[Brief] Print the records below verbatim, reproducing every line without changes.

[Recorded information]
-- begin --

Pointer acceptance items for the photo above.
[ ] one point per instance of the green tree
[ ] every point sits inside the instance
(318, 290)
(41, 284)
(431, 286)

-- end --

[Worked solution]
Pointer acceptance items for the photo above.
[ ] one point per instance of the green tree
[ ] every point sits inside the instance
(318, 290)
(41, 284)
(431, 286)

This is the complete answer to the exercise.